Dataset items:
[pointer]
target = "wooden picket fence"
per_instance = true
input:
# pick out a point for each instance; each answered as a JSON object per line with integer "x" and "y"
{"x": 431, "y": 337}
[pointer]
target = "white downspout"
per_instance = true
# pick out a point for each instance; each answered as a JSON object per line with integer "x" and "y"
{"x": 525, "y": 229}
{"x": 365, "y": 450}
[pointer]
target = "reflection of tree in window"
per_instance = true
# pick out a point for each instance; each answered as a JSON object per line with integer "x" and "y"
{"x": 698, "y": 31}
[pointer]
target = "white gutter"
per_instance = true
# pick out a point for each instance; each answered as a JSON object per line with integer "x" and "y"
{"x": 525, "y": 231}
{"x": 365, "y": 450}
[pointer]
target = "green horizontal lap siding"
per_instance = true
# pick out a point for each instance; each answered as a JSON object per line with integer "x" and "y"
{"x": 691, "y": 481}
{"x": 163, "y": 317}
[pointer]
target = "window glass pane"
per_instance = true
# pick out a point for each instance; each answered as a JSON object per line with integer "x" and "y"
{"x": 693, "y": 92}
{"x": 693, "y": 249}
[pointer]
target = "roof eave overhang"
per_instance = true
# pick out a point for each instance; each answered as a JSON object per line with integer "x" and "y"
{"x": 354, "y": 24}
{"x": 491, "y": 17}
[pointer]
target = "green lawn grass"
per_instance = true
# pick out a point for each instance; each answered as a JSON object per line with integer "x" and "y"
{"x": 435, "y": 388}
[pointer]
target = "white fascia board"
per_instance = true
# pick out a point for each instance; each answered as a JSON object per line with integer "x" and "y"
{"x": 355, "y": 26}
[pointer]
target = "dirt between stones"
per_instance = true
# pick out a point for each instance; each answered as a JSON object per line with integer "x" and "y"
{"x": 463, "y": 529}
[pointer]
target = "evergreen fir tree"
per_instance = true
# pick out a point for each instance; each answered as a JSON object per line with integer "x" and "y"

▶ AIM OF THE TASK
Your reply must repeat the entries above exactly and in full.

▶ EXERCISE RESPONSE
[pointer]
target = "wooden picket fence"
per_instance = true
input:
# pick out a point for each instance; each answered as a JSON object per line with integer "x" and "y"
{"x": 431, "y": 337}
[pointer]
target = "white downspout"
per_instance = true
# pick out a point for each instance; each answered as a JSON object per line with integer "x" and "y"
{"x": 525, "y": 229}
{"x": 365, "y": 450}
[pointer]
target = "reflection of tree in window"
per_instance = true
# pick out a point for each instance; each answered as a JSON object per line with integer "x" and "y"
{"x": 698, "y": 31}
[pointer]
target = "white gutter"
per_instance = true
# pick out a point for each instance; each answered as a JSON object per line with integer "x" and "y"
{"x": 525, "y": 231}
{"x": 365, "y": 450}
[pointer]
target = "green horizontal lap siding"
per_instance = true
# pick out a point for each instance; each answered as a JSON object per line with integer "x" and "y"
{"x": 691, "y": 481}
{"x": 163, "y": 317}
[pointer]
target = "window glass pane"
per_instance = true
# pick out a point for each instance; each answered as a JSON object per line with integer "x" and "y"
{"x": 693, "y": 92}
{"x": 693, "y": 249}
[pointer]
target = "roof eave overhang"
per_instance = true
# pick out a point for each instance; each answered as a JSON object per line with integer "x" and "y"
{"x": 354, "y": 24}
{"x": 491, "y": 17}
[pointer]
target = "green lawn grass"
per_instance = true
# pick out a point for each instance; each answered as a JSON object per line with integer "x" and "y"
{"x": 435, "y": 388}
[pointer]
target = "white fascia board"
per_instance = true
# pick out a point for each instance; each answered as a JSON object per line with integer "x" and "y"
{"x": 355, "y": 26}
[pointer]
target = "dirt between stones"
per_instance = true
# pick out a point for each instance; each answered as a JSON object per line with integer "x" and "y"
{"x": 463, "y": 529}
[pointer]
target = "evergreen fir tree"
per_instance = true
# pick out a point for each instance; each answered as a JSON object per line with integer "x" and "y"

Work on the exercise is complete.